- _Task list_:
• A. In the Frank Gruber profile, copy the passage from "In Spring Quarter" to "lot more serious.", changing "Leica" to "Nikon".
• B. List the degrees the Frank Gruber profile gives for Steve Aoki.
• C. Using the Frank Gruber profile, state whether each claim agrees with it: (i) Gruber gave more than 850 of his images to the University of Chicago Photographic Archive. (ii) Gruber's father taught at the University of Chicago. (iii) Gruber paid $800 for the Leica camera and two lenses.

Illustrated portrait of Frank Gruber
(Illustration by Robert Ball)
Four years in the life of the mind

As a student, Frank Gruber, AB’74, took hundreds of photos. Now we all can see them.

Frank Gruber, AB’74, did not deliberately set out to document campus life of the early 1970s. He just took photographs, first for the Maroon, then for himself. He shot jazz and folk concerts, political demonstrations, speakers including Tom Wolfe and Jesse Jackson, and the six-hour performance art piece A Day in the Life of the Mind: Part 2, created by Sally Banes, AB’72. Along the way he captured the funky fashions of the time: polyester, paisley, long frizzy hair, mustaches and beards and sideburns, socks with sandals.

Last fall Gruber, an entertainment lawyer, donated more than 850 of his images to the University of Chicago Photographic Archive at the Hanna Holborn Gray Special Collections Research Center. It’s the largest ever donation of photographs by a UChicago alum. His comments have been edited and condensed.

When did you start taking pictures?

I got interested in photography when I was in high school—I was the editor of my high school yearbook. Somehow I got a Praktica, a relatively cheap East German 35-millimeter camera. My father taught at Temple University, so I was able to use the darkroom there.

I was a competent photographer when I arrived in Chicago in the fall of 1970. I got better because I joined the Maroon, and Steve Aoki [AB’72, SM’73, PhD’79], the photo editor, took me under his wing. He taught me a lot.

In Spring Quarter of my first year, I got a funny moneymaking gig selling charter flights to Europe, and I made $800. Keep in mind, every dollar then is like $8 now—I paid $80 for my share of rent in Hyde Park, and the food bill each week, for our food co-op, was seven-and-a-half dollars. Anyway, an older guy on our block in Philadelphia had a Leica camera and two lenses that he wanted to get rid of. He sold them to me for $400. Having a camera like that makes you a lot more serious.

Dataset records about object locations:
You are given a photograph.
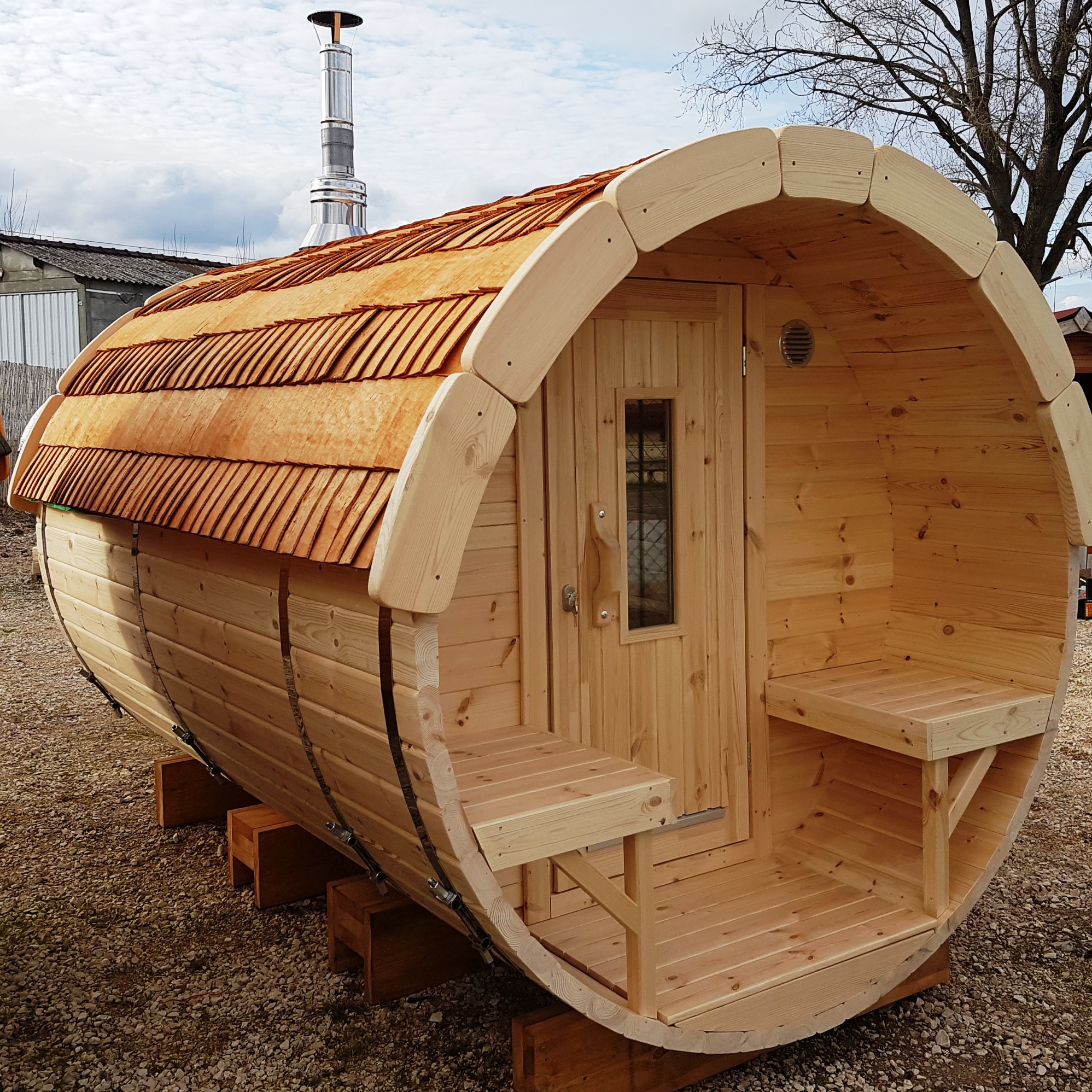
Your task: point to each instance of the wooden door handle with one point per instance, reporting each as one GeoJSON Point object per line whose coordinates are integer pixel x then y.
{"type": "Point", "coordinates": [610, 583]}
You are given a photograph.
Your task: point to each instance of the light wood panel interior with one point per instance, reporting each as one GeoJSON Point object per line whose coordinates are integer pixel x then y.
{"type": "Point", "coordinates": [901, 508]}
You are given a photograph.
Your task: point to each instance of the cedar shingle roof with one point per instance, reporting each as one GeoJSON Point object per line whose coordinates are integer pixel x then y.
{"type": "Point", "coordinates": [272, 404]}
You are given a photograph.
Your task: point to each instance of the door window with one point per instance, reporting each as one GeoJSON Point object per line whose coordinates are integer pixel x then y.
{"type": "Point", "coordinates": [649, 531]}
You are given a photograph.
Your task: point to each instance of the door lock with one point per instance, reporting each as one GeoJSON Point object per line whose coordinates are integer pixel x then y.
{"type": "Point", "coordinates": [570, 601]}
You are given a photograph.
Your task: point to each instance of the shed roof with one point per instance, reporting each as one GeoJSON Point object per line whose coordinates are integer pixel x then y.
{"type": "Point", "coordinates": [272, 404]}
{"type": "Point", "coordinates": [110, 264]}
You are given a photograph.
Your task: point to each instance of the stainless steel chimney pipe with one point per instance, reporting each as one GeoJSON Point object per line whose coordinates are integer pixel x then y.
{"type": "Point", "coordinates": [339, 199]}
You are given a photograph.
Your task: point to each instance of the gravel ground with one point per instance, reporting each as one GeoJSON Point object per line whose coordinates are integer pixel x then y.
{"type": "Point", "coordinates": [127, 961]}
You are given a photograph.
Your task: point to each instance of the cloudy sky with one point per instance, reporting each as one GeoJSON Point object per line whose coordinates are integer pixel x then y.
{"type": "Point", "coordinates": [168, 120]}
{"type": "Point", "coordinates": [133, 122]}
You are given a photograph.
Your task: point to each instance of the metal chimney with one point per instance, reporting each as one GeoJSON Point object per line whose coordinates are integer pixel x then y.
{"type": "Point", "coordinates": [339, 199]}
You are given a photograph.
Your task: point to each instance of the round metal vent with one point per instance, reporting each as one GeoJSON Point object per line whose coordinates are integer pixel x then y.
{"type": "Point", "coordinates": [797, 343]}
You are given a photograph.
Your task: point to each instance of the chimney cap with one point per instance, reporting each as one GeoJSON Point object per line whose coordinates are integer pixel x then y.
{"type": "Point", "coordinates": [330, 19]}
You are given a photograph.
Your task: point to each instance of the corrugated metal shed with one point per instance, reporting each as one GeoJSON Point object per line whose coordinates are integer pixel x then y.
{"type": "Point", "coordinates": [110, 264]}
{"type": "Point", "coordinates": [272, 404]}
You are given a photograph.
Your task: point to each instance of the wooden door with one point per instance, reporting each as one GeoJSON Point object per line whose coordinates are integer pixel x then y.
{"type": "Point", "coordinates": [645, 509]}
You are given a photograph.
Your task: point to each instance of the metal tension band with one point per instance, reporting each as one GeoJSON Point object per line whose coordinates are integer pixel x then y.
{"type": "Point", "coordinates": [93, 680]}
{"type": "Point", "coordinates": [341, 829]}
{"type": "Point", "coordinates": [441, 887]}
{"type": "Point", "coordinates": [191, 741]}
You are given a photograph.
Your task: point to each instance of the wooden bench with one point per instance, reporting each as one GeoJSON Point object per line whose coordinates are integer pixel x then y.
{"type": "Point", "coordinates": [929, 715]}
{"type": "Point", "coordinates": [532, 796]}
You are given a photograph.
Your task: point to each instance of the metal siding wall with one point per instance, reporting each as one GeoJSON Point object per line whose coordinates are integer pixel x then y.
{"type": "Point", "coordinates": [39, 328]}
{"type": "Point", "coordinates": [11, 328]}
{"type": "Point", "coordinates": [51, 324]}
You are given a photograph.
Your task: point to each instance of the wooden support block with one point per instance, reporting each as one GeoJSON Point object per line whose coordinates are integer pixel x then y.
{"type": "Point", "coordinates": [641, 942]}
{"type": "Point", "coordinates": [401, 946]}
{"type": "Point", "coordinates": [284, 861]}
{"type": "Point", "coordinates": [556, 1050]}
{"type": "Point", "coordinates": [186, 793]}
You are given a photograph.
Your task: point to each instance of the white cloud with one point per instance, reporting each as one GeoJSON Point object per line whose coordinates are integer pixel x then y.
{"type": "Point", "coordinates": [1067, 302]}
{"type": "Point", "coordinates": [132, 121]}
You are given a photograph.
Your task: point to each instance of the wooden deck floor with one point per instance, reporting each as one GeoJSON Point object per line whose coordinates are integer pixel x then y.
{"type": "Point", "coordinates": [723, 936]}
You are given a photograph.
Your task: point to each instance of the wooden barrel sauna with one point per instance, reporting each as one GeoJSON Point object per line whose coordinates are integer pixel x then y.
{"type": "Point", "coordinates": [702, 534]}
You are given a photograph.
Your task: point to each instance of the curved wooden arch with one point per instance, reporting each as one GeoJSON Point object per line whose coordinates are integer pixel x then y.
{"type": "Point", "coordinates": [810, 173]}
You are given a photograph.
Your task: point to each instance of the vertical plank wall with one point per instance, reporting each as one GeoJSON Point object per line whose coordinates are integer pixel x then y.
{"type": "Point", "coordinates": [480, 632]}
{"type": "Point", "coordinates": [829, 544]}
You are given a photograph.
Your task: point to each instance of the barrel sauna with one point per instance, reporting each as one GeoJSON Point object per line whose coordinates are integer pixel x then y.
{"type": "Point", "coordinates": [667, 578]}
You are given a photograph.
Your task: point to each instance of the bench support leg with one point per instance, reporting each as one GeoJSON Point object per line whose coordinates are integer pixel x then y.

- _Expected answers_:
• A.
In Spring Quarter of my first year, I got a funny moneymaking gig selling charter flights to Europe, and I made $800. Keep in mind, every dollar then is like $8 now—I paid $80 for my share of rent in Hyde Park, and the food bill each week, for our food co-op, was seven-and-a-half dollars. Anyway, an older guy on our block in Philadelphia had a Nikon camera and two lenses that he wanted to get rid of. He sold them to me for $400. Having a camera like that makes you a lot more serious.

• B.
AB’72
SM’73
PhD’79

• C.
(i) Yes: "Last fall Gruber, an entertainment lawyer, donated more than 850 of his images to the University of Chicago Photographic Archive"
(ii) No: "My father taught at Temple University"
(iii) No: "He sold them to me for $400."